__Data for the task__
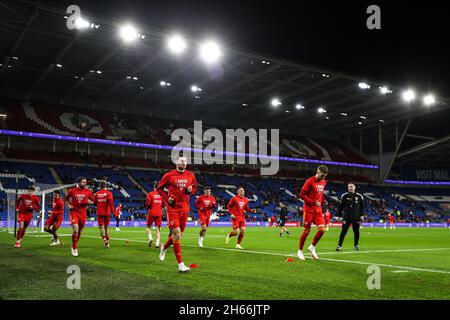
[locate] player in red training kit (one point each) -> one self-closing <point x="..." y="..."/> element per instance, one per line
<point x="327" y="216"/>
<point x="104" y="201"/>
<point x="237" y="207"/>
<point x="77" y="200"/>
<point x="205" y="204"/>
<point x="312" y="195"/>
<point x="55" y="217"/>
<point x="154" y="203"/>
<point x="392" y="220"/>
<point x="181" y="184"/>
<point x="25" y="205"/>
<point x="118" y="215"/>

__Problem description__
Output nothing but the entries above, exactly, once the pictures are removed.

__Answer to this exercise__
[locate] player in red training kit (one point each) -> one self-closing <point x="..." y="..."/> element per instance, one per line
<point x="327" y="216"/>
<point x="104" y="201"/>
<point x="237" y="207"/>
<point x="77" y="200"/>
<point x="205" y="204"/>
<point x="312" y="195"/>
<point x="55" y="217"/>
<point x="154" y="203"/>
<point x="392" y="220"/>
<point x="181" y="184"/>
<point x="25" y="205"/>
<point x="118" y="215"/>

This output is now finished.